Your objective: The word "hair" occurs in some of the lines below; copy each of those lines.
────────────────────────────────────────
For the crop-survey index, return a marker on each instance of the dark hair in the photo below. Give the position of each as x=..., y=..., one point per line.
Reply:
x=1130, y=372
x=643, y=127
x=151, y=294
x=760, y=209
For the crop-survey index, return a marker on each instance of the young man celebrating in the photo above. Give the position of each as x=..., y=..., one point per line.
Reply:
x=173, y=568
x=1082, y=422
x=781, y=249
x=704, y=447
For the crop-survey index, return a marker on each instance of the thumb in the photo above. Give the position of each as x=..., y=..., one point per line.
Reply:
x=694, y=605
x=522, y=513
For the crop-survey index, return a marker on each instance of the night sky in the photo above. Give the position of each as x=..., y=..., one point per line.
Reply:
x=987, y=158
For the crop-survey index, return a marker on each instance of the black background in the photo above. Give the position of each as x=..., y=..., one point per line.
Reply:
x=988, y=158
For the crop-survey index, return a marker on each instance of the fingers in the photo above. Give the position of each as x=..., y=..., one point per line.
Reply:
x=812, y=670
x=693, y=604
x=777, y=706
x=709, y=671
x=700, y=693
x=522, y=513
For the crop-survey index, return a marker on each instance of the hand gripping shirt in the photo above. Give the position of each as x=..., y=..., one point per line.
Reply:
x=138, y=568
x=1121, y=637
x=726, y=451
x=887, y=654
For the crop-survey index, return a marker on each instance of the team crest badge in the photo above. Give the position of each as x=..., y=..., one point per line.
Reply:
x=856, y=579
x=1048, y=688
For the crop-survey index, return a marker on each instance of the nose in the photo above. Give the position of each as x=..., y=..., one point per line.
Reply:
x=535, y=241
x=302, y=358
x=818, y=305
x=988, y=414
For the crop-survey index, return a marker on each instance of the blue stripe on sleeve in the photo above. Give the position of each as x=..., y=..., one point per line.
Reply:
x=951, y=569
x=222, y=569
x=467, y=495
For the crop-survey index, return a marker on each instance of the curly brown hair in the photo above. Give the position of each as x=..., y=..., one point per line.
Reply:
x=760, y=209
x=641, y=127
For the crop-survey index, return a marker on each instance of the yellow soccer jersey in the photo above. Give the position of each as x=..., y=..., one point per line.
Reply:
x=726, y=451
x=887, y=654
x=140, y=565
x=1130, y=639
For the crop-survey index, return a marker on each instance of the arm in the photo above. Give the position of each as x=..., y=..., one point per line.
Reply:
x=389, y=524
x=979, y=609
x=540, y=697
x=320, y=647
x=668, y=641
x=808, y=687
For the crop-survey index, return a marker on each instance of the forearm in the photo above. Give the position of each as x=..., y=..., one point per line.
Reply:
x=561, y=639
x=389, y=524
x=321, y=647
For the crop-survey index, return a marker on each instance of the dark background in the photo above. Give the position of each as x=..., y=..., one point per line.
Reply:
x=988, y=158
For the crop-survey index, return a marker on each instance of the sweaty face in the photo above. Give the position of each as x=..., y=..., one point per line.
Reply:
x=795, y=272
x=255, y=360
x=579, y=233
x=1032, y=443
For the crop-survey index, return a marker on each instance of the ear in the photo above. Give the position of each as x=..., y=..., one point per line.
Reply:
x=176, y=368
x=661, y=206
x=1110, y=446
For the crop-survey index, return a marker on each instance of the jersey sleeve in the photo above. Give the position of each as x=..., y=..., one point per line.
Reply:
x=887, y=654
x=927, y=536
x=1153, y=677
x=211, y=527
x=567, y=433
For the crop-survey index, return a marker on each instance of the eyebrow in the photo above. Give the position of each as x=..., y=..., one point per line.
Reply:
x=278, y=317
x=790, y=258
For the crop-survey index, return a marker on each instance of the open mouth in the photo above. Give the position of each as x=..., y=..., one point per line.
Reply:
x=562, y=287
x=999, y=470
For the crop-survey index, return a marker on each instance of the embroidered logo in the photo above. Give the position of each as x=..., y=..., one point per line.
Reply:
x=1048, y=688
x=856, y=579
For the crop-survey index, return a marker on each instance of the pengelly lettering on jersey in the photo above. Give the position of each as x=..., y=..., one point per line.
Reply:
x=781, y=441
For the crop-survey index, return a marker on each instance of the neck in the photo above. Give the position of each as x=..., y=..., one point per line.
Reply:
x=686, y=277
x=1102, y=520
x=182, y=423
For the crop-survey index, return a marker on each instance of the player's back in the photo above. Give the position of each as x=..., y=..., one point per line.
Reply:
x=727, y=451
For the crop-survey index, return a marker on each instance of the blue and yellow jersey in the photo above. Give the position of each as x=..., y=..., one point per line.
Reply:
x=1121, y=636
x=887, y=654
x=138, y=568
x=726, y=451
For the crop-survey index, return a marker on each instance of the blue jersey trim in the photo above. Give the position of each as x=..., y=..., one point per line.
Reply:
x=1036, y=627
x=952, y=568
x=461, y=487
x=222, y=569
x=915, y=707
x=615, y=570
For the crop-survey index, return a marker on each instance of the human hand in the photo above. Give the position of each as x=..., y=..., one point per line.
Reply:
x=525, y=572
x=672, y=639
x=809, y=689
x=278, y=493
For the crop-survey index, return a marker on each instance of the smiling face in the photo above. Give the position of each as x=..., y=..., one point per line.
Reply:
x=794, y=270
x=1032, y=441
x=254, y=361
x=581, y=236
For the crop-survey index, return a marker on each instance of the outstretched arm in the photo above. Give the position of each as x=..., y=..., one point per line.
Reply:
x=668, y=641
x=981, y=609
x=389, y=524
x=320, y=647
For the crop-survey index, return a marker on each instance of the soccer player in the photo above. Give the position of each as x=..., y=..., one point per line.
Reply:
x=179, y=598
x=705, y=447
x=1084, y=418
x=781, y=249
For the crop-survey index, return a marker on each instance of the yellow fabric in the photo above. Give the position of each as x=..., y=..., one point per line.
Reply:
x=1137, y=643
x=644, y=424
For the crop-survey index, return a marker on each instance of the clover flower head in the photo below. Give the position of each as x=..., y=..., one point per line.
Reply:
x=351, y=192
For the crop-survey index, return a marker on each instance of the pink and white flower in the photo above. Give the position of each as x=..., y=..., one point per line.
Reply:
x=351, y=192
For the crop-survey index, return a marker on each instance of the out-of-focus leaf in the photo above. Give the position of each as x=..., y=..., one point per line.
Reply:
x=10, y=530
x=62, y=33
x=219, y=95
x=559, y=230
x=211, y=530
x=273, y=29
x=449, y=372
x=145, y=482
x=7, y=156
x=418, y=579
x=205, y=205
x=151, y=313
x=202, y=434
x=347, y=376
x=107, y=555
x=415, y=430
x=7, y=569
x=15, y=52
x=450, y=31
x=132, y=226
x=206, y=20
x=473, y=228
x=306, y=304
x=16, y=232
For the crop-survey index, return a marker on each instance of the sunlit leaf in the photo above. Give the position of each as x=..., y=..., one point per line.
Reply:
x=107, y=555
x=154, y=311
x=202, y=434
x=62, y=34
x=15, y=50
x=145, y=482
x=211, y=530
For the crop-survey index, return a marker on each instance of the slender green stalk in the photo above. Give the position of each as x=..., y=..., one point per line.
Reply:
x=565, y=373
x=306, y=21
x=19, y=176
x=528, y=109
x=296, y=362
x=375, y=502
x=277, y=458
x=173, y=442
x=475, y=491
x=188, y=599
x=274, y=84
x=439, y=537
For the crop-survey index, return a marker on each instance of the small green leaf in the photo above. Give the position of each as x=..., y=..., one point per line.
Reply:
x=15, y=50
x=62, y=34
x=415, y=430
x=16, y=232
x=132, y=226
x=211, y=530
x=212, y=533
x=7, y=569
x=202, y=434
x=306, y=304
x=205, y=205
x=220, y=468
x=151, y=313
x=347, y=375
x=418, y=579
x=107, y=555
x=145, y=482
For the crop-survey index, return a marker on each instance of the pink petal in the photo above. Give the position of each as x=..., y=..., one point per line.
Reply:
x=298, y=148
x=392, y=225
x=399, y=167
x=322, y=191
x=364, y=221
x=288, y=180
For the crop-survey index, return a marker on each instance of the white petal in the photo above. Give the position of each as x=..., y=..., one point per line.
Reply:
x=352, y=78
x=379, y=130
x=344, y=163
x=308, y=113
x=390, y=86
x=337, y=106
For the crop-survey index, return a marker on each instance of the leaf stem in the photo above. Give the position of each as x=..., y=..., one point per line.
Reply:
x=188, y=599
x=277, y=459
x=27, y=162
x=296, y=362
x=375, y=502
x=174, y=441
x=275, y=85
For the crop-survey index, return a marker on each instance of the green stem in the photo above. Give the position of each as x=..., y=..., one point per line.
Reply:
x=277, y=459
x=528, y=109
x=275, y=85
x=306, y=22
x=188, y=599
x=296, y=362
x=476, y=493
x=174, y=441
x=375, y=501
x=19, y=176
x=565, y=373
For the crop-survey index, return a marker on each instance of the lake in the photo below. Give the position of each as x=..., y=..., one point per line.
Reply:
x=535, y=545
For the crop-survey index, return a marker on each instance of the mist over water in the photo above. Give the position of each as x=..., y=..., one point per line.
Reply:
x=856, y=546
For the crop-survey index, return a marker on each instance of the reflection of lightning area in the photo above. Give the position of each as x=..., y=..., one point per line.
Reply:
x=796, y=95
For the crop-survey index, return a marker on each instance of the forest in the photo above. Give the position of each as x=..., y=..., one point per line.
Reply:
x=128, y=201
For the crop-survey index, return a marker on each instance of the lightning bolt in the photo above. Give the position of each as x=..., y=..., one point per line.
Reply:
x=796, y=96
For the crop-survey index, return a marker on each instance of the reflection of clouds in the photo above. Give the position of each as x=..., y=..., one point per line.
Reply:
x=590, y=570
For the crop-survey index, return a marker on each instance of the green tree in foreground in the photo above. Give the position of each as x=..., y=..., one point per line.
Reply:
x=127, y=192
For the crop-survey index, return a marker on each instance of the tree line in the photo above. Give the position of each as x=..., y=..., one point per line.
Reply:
────────────────────────────────────────
Reply:
For the crop-survey index, return a marker on each instance of the dark hair in the photo below. Give the position of each as x=..., y=..., one point per line.
For the crop-survey index, return a marker on each instance of the curly brown hair in the photo above. Give the position of each as x=..., y=..., one point per line.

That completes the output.